**Extract provided:**
The capability of a porous structure (membrane) to be wetted by a liquid
can be determined by placing a drop of liquid on the porous structure. The
angle of contact provides a quantitative measure of wetting. A very high
angle of contact indicates poor wetting, while a zero angle of contact
defines complete or perfect wetting. Materials used in the subject
invention as the wettable or liquophilic porous layer are characterized by
being readily or spontaneously wetted by the applied liquid and have a low
angle of contact with the applied liquid. Indeed, when a drop of a test
liquid(s) is placed on a spontaneously wettable or liquophilic microporous
membrane layer, the drop of liquid penetrates the layer amd wets the
membrane, effectively providing a zero angle of contact therewith.
Suitable materials should also be capable of being treated with and
retaining or immobilizing a substance being analyzed and/or a reactant
which may be used to perform a specified test or reaction with the
substance being analyzed for in a sample. The reactant, which may be of
ionic, molecular, or macromolecular nature may be immobilized on the
reaction layer by strong physical forces or by being bonded in some
manner, such as covalent chemical coupling, to the surface of the
microporous, liquophilic reaction membrane layer. As employed herein, the
term "surface" or "surface area" refers not only to the gross surface(s)
of the structure but also, in those cases where a microporous structure
such as a membrane is under consideration, to the surfaces of the
micropores, i.e., the interior surfaces of the structure which are
contacted by fluid during use. As distinguished from "surface area" or
"surface", the exposed planar or gross area of the material is herein
referred to as the "reaction layer area", "microporous reaction layer
area", "reaction layer membrane area", or the like.
Wettability or liquophilicity is a requisite of the materials used for the
microporous reaction layer of the present invention. It is particularly
preferred that such materials be capable of being spontaneously wetted.
Some of the materials which are suitable or preferred for use as the
reaction layer in the present invention are intrinsically hydrophilic or
water-wettable. Others may be modified to render them hydrophilic.
BIODYNE.RTM. is an N66 polymide, microporous membrane commercially
available from Pall Corporation which is inherently water-wettable by
virtue of its method of manufacture (see U.S. Pat. No. 4,340,479).
Polyvinylidene fluoride membranes are not inherently water-wettable but can
be rendered such by an appropriate surface treatment. Microporous,
polyvinylidene fluoride membranes which have been treated to render them
hydrophilic are commercially available. As discussed above, wettability or
liquophilicity is a function of the critical surface energy of the solid
structure and the surface tension of the liquid. Wettability may also be
expressed in terms of intrusion pressure which may be defined as the
applied pressure required for liquid to penetrate into the pores of the
membrane. Although a function of the properties of the liquid used, such
as surface tension, materials which are particularly preferred for the
reaction layer of the composite membrane have intrusion pressures of or
close to zero.

**Assigned task A:**
In the extract on membrane wetting, condense the paragraph beginning "Wettability or liquophilicity is a requisite" into a short bulleted list that keeps its main facts.
**Assigned task B:**
Answer these questions from the extract on membrane wetting, one per line:
(i) What does a zero angle of contact define?
(ii) Apart from strong physical forces, by what means may the reactant be immobilized on the reaction layer?
(iii) What intrusion pressures do the particularly preferred reaction layer materials have?

**Study material:**

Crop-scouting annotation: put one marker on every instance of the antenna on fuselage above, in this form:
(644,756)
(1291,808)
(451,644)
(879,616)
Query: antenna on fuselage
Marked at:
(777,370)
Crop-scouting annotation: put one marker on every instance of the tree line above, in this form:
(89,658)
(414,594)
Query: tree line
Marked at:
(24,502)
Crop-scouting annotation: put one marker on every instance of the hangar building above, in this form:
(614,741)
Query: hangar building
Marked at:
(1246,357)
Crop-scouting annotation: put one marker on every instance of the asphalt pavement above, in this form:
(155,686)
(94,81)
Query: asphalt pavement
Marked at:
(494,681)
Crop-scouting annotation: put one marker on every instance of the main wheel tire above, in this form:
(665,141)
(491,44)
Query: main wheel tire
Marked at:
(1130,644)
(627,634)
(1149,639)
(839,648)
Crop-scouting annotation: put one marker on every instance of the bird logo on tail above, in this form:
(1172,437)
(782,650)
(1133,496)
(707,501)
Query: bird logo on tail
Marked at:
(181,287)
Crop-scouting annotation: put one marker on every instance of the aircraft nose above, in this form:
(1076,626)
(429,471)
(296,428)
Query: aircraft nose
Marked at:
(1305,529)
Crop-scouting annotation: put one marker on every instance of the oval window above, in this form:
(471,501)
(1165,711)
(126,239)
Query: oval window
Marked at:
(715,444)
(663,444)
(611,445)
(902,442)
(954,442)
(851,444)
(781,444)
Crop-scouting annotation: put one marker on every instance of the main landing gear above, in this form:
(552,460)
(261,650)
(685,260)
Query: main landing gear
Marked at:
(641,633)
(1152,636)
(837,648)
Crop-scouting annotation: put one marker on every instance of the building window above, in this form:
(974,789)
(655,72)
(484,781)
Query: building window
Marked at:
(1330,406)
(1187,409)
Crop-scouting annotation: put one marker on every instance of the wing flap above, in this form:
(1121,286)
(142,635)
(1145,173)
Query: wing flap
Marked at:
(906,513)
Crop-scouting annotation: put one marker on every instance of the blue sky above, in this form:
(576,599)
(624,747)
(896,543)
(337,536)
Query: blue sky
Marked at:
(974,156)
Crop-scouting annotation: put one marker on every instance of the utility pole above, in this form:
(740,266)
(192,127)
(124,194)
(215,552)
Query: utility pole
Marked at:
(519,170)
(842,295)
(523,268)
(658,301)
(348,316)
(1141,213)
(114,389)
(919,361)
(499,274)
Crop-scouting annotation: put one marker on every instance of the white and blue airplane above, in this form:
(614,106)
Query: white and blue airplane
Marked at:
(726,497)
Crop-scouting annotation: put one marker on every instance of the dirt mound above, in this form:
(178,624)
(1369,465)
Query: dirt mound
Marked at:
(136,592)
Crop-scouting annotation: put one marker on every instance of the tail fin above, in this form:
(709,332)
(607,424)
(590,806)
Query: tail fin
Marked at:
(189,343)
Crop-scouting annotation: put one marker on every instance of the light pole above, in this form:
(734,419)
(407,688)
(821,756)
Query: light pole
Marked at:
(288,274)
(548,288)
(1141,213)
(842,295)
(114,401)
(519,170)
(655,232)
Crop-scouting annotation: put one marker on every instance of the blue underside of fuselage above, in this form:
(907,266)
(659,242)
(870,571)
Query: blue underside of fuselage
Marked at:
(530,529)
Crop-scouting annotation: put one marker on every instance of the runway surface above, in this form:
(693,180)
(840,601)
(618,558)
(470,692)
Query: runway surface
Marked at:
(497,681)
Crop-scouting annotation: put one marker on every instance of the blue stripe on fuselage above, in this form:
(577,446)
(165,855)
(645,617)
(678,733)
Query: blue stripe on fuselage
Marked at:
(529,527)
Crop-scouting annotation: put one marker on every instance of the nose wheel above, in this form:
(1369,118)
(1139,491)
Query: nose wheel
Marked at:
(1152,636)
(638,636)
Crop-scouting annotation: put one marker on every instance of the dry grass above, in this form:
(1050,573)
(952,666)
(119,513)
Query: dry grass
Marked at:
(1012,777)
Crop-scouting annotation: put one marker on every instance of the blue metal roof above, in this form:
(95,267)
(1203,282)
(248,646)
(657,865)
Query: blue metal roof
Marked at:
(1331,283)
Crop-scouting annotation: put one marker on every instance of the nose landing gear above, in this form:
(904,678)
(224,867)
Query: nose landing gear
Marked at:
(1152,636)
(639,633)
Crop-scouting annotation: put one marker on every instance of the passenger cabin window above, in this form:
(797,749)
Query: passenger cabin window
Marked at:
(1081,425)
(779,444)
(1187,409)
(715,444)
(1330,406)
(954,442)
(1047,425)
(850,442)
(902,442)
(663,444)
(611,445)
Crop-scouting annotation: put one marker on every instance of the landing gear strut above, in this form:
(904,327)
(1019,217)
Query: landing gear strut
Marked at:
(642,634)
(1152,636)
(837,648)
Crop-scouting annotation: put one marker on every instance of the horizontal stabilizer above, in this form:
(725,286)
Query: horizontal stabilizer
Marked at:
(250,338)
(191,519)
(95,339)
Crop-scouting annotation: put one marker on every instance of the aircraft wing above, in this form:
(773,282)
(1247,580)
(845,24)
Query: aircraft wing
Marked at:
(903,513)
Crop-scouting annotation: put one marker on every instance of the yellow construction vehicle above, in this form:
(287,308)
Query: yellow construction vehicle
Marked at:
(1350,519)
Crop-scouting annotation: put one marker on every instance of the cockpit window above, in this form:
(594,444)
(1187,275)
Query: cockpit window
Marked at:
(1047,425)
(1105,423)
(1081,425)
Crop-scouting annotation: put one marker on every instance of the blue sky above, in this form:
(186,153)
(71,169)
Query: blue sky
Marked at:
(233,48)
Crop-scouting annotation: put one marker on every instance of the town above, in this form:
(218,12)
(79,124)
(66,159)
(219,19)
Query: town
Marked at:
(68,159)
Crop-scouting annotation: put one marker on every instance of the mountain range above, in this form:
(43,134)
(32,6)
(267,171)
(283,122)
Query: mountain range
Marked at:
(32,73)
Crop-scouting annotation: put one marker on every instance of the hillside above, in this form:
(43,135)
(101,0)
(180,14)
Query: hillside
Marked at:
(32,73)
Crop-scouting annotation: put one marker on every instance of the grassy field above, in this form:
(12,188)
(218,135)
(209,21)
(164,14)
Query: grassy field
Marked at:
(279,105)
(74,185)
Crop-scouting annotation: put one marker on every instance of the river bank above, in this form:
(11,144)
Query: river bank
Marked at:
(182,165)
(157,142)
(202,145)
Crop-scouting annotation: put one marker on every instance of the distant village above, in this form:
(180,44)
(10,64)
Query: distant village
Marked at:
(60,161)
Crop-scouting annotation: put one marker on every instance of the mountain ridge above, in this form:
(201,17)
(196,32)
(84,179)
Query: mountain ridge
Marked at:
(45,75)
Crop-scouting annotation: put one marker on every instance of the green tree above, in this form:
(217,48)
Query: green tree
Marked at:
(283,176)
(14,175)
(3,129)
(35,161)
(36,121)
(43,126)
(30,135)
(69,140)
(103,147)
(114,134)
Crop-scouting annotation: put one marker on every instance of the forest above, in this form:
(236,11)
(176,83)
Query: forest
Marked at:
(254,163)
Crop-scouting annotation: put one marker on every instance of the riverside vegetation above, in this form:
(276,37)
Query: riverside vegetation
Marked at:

**Task answer A:**
- Materials for the microporous reaction layer must be wettable (liquophilic), and spontaneous wetting is particularly preferred.
- Some suitable materials are intrinsically hydrophilic, and others can be modified to become hydrophilic.
- BIODYNE.RTM., an N66 microporous membrane from Pall Corporation, is inherently water-wettable because of how it is manufactured (U.S. Pat. No. 4,340,479).
- Polyvinylidene fluoride membranes are not inherently water-wettable, but a surface treatment can make them so. Treated hydrophilic versions are commercially available.
- Wettability depends on the critical surface energy of the solid and the surface tension of the liquid.
- Wettability can also be expressed as intrusion pressure, the applied pressure needed for liquid to penetrate the membrane's pores.
- Particularly preferred reaction layer materials have intrusion pressures of or close to zero.

**Task answer B:**
(i) Complete or perfect wetting.
(ii) By being bonded in some manner, such as covalent chemical coupling, to the surface of the microporous, liquophilic reaction membrane layer.
(iii) Intrusion pressures of or close to zero.